Make an exact copy of all the entries below, with the pictures left out.

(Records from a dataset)
* * *
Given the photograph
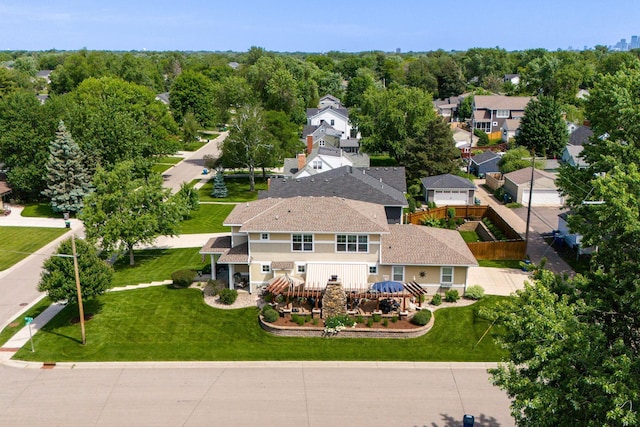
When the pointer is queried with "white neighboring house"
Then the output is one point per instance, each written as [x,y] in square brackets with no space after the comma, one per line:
[338,118]
[321,160]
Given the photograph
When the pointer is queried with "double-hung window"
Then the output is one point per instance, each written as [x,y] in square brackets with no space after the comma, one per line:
[446,276]
[302,242]
[397,273]
[352,243]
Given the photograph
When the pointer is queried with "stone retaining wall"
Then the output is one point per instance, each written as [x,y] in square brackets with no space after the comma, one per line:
[286,331]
* * *
[Answer]:
Given the photograph
When the pointer is queried with "white neighboring house"
Then the output is one point per instance, each written as [x,y] in square brackets with no space after the comma, one per line:
[338,118]
[321,160]
Given the photograph
When the pointer is queried with "double-hung window"
Then the output is one point per instance, each written as [x,y] in square brackets with no space after the comma, one per line:
[446,276]
[302,242]
[397,273]
[352,243]
Given the photograph
When the pointer is queried with "stone retaining wall"
Then the output is one point per instance, each written as [x,y] in square brackets with no space after the comma, one per line:
[286,331]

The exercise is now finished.